>>>>>

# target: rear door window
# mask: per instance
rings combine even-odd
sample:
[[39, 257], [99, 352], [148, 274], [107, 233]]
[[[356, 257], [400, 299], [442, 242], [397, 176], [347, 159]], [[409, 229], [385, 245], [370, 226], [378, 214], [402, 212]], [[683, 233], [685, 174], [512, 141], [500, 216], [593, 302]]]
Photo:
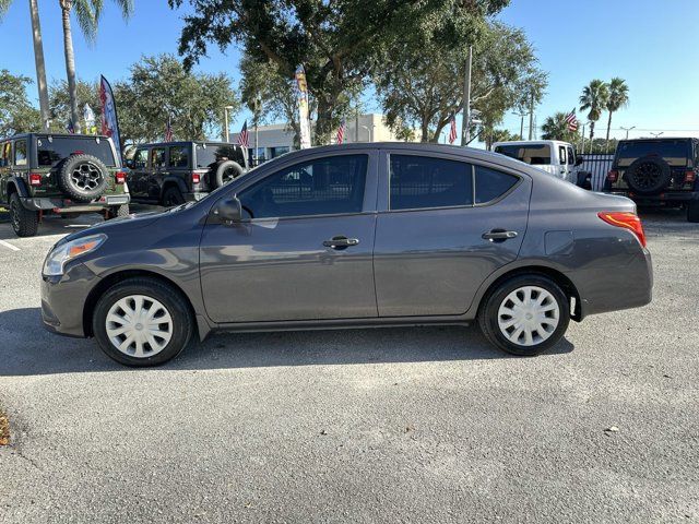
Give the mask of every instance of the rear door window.
[[162, 169], [165, 167], [165, 147], [153, 147], [151, 150], [151, 168]]
[[475, 166], [475, 180], [476, 204], [487, 204], [506, 194], [519, 178], [489, 167]]
[[390, 209], [473, 205], [471, 164], [445, 158], [391, 155]]
[[39, 136], [36, 139], [40, 167], [52, 167], [72, 155], [91, 155], [105, 166], [116, 166], [111, 145], [105, 139], [80, 136]]
[[496, 146], [495, 152], [532, 166], [550, 164], [550, 146], [548, 144], [503, 144]]
[[620, 142], [616, 150], [616, 166], [629, 167], [644, 156], [659, 157], [674, 167], [686, 167], [691, 156], [688, 140], [635, 140]]
[[14, 142], [14, 165], [26, 166], [26, 140]]
[[169, 167], [189, 167], [189, 147], [174, 145], [170, 147]]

<<<<<

**WRITTEN PROBLEM:**
Reproduce the records above verbatim, every line in its original order, but leave the picture out.

**EXERCISE RESPONSE:**
# target: rear door window
# mask: per instance
rings combine even-odd
sample:
[[39, 257], [99, 352], [148, 274], [107, 233]]
[[[356, 257], [400, 299], [442, 242], [397, 176], [347, 159]], [[409, 229], [385, 245], [370, 226], [378, 214], [402, 212]], [[683, 233], [685, 174], [512, 141], [500, 216], [593, 302]]]
Photo:
Give the mask of every instance of the rear door window.
[[162, 169], [165, 167], [165, 147], [153, 147], [151, 150], [151, 168]]
[[475, 166], [475, 180], [476, 204], [487, 204], [506, 194], [519, 178], [489, 167]]
[[390, 209], [473, 205], [471, 164], [445, 158], [391, 155]]
[[39, 136], [36, 139], [40, 167], [52, 167], [72, 155], [91, 155], [105, 166], [116, 166], [111, 145], [105, 139], [80, 136]]
[[496, 146], [495, 152], [532, 166], [550, 164], [550, 146], [548, 144], [503, 144]]
[[620, 142], [616, 150], [616, 166], [629, 167], [644, 156], [659, 157], [674, 167], [686, 167], [691, 156], [688, 140], [635, 140]]
[[14, 142], [14, 165], [26, 166], [26, 140]]
[[169, 167], [189, 167], [189, 147], [174, 145], [170, 147]]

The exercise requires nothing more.